Gefährtinnen aus Stein
Namensdeutung der Matronen zwischen Antweiler und Pesch
von Gudrun Nositschka

.

.

„Namen sind Schall und Rauch!“ behaupten die einen, „nomen est omen!“ (der Name ist Anzeichen, Schicksal) entgegnen die anderen. Zu Schall und Rauch werden Namen erst, wenn wir ihre Bedeutung vergessen haben, wir nichts mehr mit ihnen verbinden. Ansonsten geben wir Menschen den Dingen und unseren Kindern Namen, oft nach irgendeinem Vorbild, in der Hoffnung, daß das Kind so klug, schön, tapfer und stark sein möge wie das Vorbild.

# Gegebene Angaben
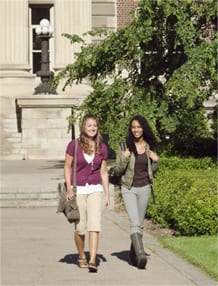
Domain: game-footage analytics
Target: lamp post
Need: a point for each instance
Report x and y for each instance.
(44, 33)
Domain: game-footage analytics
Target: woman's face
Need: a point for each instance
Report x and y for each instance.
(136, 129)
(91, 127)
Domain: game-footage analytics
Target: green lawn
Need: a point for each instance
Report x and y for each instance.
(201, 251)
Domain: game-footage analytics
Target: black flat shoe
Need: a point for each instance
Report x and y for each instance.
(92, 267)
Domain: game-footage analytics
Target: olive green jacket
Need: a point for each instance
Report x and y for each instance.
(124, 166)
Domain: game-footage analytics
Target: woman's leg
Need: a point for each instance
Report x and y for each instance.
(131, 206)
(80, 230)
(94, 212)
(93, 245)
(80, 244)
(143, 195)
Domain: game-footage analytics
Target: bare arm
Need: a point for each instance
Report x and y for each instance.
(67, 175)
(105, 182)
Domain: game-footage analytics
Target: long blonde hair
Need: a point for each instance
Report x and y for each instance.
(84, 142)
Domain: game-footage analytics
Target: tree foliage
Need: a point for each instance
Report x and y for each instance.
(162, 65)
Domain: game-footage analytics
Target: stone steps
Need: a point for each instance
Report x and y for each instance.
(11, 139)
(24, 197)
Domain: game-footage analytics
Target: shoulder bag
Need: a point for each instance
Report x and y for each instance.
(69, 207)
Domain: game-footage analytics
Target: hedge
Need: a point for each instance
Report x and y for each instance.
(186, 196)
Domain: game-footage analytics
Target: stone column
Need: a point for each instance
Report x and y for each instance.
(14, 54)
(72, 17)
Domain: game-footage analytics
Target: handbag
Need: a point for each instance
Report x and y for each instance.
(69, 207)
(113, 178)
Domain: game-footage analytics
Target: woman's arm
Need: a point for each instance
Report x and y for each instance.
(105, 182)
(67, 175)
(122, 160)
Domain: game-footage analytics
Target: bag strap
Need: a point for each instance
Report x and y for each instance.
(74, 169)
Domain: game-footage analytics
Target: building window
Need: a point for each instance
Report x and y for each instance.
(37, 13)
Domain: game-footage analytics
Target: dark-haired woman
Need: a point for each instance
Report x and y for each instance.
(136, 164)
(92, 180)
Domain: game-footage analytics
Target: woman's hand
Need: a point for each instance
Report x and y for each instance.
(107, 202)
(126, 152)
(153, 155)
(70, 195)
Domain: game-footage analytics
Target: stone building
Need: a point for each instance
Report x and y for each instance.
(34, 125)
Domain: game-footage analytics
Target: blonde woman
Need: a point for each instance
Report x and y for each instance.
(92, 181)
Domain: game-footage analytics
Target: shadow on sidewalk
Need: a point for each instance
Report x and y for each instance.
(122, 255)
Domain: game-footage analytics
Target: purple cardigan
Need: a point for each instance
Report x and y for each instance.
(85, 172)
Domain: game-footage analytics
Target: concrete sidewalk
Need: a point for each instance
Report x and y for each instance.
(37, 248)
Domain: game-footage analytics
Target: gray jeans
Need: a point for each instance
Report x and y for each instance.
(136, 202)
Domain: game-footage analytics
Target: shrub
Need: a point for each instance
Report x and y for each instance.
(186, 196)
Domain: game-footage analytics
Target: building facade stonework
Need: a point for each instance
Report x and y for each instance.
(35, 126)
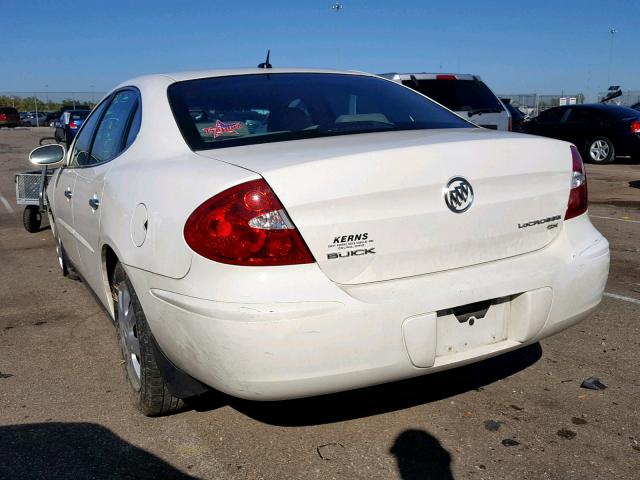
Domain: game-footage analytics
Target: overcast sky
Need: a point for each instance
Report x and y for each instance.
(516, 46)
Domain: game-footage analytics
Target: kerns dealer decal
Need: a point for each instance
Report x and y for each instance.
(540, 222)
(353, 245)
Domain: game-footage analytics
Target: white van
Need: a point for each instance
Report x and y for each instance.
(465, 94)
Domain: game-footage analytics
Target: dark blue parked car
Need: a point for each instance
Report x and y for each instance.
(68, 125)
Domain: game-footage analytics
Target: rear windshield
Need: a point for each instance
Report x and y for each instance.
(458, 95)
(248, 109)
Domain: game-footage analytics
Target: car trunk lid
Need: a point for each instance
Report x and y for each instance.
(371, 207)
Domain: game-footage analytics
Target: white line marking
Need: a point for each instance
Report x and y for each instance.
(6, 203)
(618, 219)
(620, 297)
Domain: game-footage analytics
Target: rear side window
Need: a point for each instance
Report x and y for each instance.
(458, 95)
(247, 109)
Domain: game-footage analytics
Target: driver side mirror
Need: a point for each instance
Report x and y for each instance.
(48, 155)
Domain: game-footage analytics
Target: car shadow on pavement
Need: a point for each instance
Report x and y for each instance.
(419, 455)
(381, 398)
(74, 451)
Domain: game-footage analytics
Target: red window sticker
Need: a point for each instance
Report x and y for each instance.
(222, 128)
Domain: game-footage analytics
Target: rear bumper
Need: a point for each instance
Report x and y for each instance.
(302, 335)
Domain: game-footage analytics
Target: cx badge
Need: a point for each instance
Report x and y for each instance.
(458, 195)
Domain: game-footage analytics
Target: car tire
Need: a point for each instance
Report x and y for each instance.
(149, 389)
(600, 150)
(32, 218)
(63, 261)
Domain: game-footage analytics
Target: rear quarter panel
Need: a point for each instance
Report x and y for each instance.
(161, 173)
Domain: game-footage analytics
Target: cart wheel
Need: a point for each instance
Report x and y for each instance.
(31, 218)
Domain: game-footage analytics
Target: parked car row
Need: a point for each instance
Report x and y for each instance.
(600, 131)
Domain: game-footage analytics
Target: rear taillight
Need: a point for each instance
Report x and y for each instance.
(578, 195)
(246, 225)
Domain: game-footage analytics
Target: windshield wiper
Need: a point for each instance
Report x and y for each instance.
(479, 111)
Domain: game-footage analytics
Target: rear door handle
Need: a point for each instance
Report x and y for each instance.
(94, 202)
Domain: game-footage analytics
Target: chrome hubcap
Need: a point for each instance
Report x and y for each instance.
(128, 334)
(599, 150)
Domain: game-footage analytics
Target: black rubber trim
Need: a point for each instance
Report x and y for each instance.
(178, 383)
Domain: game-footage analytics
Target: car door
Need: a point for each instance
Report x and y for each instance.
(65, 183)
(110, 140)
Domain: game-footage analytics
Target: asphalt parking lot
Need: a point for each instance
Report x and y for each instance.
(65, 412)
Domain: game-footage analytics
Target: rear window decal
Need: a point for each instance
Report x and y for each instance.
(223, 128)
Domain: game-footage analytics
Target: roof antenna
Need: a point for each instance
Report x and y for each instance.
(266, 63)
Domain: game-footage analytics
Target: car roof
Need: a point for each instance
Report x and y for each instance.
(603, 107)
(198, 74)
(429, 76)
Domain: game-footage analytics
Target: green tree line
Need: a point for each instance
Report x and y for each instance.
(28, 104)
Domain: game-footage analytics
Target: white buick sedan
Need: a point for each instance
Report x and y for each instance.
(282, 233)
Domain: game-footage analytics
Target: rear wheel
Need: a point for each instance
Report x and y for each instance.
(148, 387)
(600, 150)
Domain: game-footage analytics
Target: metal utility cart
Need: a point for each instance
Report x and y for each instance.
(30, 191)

# Deine Aufgabe
Wiederhole aus dem Text über die Namensdeutung der Matronen wortgetreu den Abschnitt zwischen „Gefährtinnen aus Stein“ und „wie das Vorbild.“, beide eingeschlossen.

# Lösung
Gefährtinnen aus Stein
Namensdeutung der Matronen zwischen Antweiler und Pesch
von Gudrun Nositschka

.

.

„Namen sind Schall und Rauch!“ behaupten die einen, „nomen est omen!“ (der Name ist Anzeichen, Schicksal) entgegnen die anderen. Zu Schall und Rauch werden Namen erst, wenn wir ihre Bedeutung vergessen haben, wir nichts mehr mit ihnen verbinden. Ansonsten geben wir Menschen den Dingen und unseren Kindern Namen, oft nach irgendeinem Vorbild, in der Hoffnung, daß das Kind so klug, schön, tapfer und stark sein möge wie das Vorbild.